### About this task
Reproduce the data exactly.

### Data extracts
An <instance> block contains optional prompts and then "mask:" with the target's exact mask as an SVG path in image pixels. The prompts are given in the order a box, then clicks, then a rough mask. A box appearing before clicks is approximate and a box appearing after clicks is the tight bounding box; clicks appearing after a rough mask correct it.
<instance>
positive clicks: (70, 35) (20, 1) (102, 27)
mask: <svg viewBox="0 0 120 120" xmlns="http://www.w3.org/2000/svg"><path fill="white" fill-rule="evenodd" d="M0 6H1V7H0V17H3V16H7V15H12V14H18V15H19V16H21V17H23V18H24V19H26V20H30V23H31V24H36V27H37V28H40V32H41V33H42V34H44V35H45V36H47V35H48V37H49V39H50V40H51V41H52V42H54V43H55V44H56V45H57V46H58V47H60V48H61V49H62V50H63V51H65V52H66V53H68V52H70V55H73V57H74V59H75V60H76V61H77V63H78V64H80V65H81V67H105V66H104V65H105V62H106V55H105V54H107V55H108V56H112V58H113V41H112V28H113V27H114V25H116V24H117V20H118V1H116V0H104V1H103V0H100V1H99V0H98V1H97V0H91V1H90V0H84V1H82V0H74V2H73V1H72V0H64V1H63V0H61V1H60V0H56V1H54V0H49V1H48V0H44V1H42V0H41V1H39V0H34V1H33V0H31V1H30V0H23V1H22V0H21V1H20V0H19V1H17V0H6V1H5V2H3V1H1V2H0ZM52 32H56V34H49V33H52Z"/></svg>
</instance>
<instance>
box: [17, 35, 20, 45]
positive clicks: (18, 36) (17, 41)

### Output for this exercise
An <instance> block contains optional prompts and then "mask:" with the target's exact mask as an SVG path in image pixels. The prompts are given in the order a box, then clicks, then a rough mask. A box appearing before clicks is approximate and a box appearing after clicks is the tight bounding box; clicks appearing after a rough mask correct it.
<instance>
positive clicks: (70, 35) (20, 1) (102, 27)
mask: <svg viewBox="0 0 120 120" xmlns="http://www.w3.org/2000/svg"><path fill="white" fill-rule="evenodd" d="M0 6H1V7H0V17H3V16H7V15H12V14H18V15H19V16H21V17H23V18H24V19H26V20H30V23H31V24H36V27H37V28H40V32H41V33H42V34H44V35H45V36H47V35H48V37H49V39H50V40H51V41H52V42H54V43H55V44H56V45H57V46H58V47H60V48H61V49H62V50H63V51H65V52H66V53H68V52H70V55H73V57H74V59H75V60H76V61H77V63H78V64H80V65H81V67H105V66H104V65H105V62H106V55H105V54H107V55H108V56H112V58H113V41H112V28H113V27H114V25H116V24H117V20H118V1H116V0H104V1H103V0H100V1H99V0H98V1H97V0H91V1H90V0H84V1H82V0H74V2H73V1H72V0H64V1H63V0H61V1H60V0H56V1H54V0H49V1H48V0H44V1H42V0H41V1H39V0H34V1H33V0H31V1H30V0H23V1H22V0H21V1H20V0H19V1H17V0H6V1H5V2H3V1H1V2H0ZM52 32H56V34H49V33H52Z"/></svg>
</instance>
<instance>
box: [17, 35, 20, 45]
positive clicks: (18, 36) (17, 41)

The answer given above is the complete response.